▸ **THE EXERCISE**: Can you copy out the items below, replacing "reportedly" with "supposedly" everywhere it occurs and leaving every other word unchanged?

────

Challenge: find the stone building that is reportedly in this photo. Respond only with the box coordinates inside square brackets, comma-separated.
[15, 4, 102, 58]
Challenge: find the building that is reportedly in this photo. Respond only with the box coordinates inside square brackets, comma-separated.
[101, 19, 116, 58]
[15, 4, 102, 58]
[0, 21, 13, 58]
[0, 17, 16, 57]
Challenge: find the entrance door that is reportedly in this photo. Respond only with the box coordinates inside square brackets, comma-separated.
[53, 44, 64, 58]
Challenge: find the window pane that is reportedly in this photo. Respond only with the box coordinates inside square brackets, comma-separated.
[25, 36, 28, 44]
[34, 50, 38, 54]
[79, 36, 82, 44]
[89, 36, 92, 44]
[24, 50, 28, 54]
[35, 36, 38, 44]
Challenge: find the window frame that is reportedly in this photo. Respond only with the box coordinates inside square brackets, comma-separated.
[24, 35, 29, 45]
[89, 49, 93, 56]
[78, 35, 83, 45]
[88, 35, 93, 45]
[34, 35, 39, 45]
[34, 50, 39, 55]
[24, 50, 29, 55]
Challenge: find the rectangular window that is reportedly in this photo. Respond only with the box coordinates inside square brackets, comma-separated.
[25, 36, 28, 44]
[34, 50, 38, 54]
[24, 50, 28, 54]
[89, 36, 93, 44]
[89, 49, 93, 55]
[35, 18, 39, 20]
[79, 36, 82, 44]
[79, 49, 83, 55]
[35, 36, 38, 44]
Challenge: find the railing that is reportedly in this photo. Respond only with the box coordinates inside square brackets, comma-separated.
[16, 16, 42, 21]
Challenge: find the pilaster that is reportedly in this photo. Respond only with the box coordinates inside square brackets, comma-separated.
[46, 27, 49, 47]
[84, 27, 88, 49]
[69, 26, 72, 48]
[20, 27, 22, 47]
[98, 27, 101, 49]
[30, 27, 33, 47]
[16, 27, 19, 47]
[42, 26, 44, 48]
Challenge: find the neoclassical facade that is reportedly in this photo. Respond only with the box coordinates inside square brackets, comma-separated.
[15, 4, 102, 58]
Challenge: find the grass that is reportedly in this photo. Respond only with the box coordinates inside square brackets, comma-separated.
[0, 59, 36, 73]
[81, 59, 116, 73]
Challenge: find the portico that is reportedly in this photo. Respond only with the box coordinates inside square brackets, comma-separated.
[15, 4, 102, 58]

────

▸ **IN RESPONSE**:
Challenge: find the stone building that is supposedly in this photo. Respond only with the box coordinates inside square brackets, comma-separated.
[15, 4, 102, 58]
Challenge: find the building that is supposedly in this photo. Respond only with the box coordinates inside square brackets, comma-separated.
[101, 19, 116, 58]
[15, 4, 102, 58]
[0, 21, 13, 58]
[0, 17, 16, 57]
Challenge: find the entrance door that is supposedly in this photo. Respond only with the box coordinates inside square brackets, comma-separated.
[53, 44, 64, 58]
Challenge: find the window pane that is supposedly in this photo. Respond only with the box coordinates inside square brackets, comma-separated.
[25, 36, 28, 44]
[34, 50, 38, 54]
[79, 36, 82, 44]
[89, 36, 92, 44]
[24, 50, 28, 54]
[35, 36, 38, 44]
Challenge: find the window frame that is supposedly in this photo. Respond only with the box coordinates inside square brackets, comma-separated.
[24, 35, 29, 45]
[89, 49, 93, 56]
[78, 35, 83, 45]
[88, 35, 93, 45]
[34, 35, 39, 45]
[34, 50, 39, 55]
[24, 50, 29, 55]
Challenge: find the rectangular window that is supposedly in this photo. Respond only with the box coordinates inside square brackets, comma-separated.
[25, 36, 28, 44]
[34, 50, 38, 54]
[24, 50, 28, 54]
[89, 36, 93, 44]
[89, 49, 93, 55]
[35, 18, 39, 20]
[79, 36, 82, 44]
[79, 49, 83, 55]
[35, 36, 38, 44]
Challenge: find the railing that is supposedly in this photo. Respond only with the box coordinates inside square brackets, comma-separated.
[16, 16, 42, 21]
Challenge: find the pilaster that is supposedly in this photo. Respond only with the box coordinates inside square brackets, comma-separated.
[46, 27, 49, 47]
[84, 27, 88, 49]
[69, 26, 72, 48]
[20, 27, 22, 47]
[98, 27, 101, 49]
[30, 27, 33, 47]
[16, 27, 19, 47]
[42, 26, 44, 48]
Challenge: find the neoclassical facade that is supposedly in this photo. Respond only with the box coordinates inside square brackets, comma-separated.
[15, 4, 102, 58]
Challenge: find the grass that is supposedly in this photo. Respond only with the box coordinates inside square brackets, comma-separated.
[0, 59, 36, 73]
[81, 59, 116, 73]
Challenge: find the portico that is supposedly in this photo. Respond only with the box coordinates inside square brackets, comma-separated.
[15, 4, 102, 58]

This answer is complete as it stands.